(DIRECTIVE): From the material below, pull out every line that contains the word "iceberg" and copy each one in full, unchanged.

(SUPPLIED ENTRIES):
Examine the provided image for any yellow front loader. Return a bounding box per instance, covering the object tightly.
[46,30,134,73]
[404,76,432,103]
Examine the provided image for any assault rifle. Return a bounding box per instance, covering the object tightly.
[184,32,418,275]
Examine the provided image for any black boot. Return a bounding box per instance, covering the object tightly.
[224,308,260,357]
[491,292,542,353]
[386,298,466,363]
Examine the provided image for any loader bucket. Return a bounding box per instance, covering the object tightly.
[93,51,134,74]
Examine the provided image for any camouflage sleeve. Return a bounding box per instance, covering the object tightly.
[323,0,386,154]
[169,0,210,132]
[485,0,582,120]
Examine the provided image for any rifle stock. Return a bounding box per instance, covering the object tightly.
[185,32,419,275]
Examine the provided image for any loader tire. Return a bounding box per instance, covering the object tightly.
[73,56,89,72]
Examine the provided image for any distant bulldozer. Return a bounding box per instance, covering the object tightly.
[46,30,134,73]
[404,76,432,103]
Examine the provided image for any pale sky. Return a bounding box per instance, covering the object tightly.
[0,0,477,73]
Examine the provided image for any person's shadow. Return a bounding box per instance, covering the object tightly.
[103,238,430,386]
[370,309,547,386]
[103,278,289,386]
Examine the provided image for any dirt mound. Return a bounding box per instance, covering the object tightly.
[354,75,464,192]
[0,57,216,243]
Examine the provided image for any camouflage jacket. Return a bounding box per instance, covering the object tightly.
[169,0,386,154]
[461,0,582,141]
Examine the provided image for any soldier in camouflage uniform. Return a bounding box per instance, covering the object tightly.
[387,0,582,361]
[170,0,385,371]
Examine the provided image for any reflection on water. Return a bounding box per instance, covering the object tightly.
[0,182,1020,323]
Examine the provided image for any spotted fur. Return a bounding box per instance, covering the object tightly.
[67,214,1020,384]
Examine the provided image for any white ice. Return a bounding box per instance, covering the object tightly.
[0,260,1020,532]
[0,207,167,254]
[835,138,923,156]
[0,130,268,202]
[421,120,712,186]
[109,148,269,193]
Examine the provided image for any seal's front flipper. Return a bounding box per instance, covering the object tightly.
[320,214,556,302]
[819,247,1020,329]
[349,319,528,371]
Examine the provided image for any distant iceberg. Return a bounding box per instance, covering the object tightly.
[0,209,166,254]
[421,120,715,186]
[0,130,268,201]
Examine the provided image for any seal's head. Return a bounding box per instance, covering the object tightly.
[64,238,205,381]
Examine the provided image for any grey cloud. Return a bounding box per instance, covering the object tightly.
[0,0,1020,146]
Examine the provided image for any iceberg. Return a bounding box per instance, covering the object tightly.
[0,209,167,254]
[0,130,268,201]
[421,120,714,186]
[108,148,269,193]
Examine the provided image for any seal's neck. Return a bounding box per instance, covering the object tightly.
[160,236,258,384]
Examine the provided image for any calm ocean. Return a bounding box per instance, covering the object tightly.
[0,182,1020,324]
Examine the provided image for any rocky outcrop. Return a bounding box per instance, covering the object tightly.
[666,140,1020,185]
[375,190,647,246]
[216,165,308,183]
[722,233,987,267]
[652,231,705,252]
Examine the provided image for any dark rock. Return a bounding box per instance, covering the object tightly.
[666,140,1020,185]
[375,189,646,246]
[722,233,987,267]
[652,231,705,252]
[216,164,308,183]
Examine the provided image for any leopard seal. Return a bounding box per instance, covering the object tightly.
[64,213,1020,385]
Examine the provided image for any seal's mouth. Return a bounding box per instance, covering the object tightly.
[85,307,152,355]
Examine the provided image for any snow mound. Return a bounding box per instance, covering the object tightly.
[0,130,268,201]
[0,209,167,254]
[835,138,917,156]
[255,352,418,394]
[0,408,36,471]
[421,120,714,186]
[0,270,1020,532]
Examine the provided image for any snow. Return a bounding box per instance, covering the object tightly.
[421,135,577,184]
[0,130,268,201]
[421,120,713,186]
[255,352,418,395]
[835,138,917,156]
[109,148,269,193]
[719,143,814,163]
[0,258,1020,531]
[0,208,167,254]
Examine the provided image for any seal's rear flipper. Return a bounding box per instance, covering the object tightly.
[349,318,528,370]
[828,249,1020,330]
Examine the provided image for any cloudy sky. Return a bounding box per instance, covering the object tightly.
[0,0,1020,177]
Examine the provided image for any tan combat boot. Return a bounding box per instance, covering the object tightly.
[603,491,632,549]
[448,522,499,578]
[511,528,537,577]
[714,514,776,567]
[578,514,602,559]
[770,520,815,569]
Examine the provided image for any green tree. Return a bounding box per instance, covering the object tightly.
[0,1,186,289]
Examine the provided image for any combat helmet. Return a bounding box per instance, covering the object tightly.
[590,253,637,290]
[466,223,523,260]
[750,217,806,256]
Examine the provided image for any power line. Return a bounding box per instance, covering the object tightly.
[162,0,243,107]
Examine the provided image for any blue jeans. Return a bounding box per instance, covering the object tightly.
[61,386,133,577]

(REPLY):
Examine the provided image for any distant iceberg. Return a bounding box per instance, covering the object tightly.
Examine the provided image for any iceberg. Return a bounding box per instance, covering the object tightly.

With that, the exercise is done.